**Task item A**
In the Scripter Award article below, why does the entry for "Wild" name Cheryl Strayed? Answer in one to three sentences.
**Task item B**
Please retype the part of the Scripter Award article below starting at "The writers behind" and ending at "Libraries Scripter Award.", with no changes.

**Passage to read**
* * * * *

The writers behind “Gone Girl,” “The Imitation Game,” “Inherent Vice,” “The Theory of Everything” and “Wild” were named finalists today for the USC Libraries Scripter Award.
Up for the 27th annual award are:
— Gillian Flynn, author and screenwriter of “Gone Girl;” — for “The Imitation Game,” author Andrew Hodges, who wrote the book “Alan Turing: The Enigma” and screenwriter Graham Moore — novelist Thomas Pynchon and screenwriter Paul Thomas Anderson for “Inherent Vice;”
— Jane Hawking, author of “Travelling To Infinity: My Life With Stephen” and screenwriter Anthony McCarten for “The Theory of Everything and;”
— screenwriter Nick Hornby for “Wild,” adapted from Cheryl Strayed’s memoir “Wild: From Lost to Found on the Pacific Crest Trail.”
The awards will be given out at a Jan. 31 black-tie ceremony in the Edward L. Doheny Jr. Memorial Library at USC. Academy Award winners Helen Mirren and Taylor Hackford will serve as honorary dinner chairs.
Mystery and crime writer Walter Mosley, author of more than 40 books including the “Easy Rawlins” series, will receive the USC Libraries Literary Achievement Award. Mosley is working on a Broadway version of his novel “Devil in a Blue Dress,” which also was a 1995 movie starring Denzel Washington.
The Friends of the USC Libraries established the award in 1988. Previous winners include the screenwriters and authors of “12 Years a Slave,” “The Social Network,” “A Beautiful Mind” and “The English Patient.”
Chaired by USC professor and vice president of the Writers Guild of America, West, Howard Rodman, the 2015 Scripter selection committee selected the five finalists from a field of 97 eligible adaptations. Committee members include film critics Leonard Maltin, Anne Thompson and Kenneth Turan; authors Michael Chabon, Michael Ondaatje and Mona Simpson; screenwriters John Ridley, Erin Cressida Wilson and Steve Zaillian; and USC deans Elizabeth Daley of the School of Cinematic Arts, Madeline Puzo of the School of Dramatic Arts and Catherine Quinlan of the USC Libraries.

* * * * *

**Exercise data**
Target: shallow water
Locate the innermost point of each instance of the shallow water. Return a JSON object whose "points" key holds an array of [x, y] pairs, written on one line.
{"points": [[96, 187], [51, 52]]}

* * * * *

**Written response A**
Cheryl Strayed is named because "Wild" was adapted from her memoir, "Wild: From Lost to Found on the Pacific Crest Trail."

**Written response B**
The writers behind “Gone Girl,” “The Imitation Game,” “Inherent Vice,” “The Theory of Everything” and “Wild” were named finalists today for the USC Libraries Scripter Award.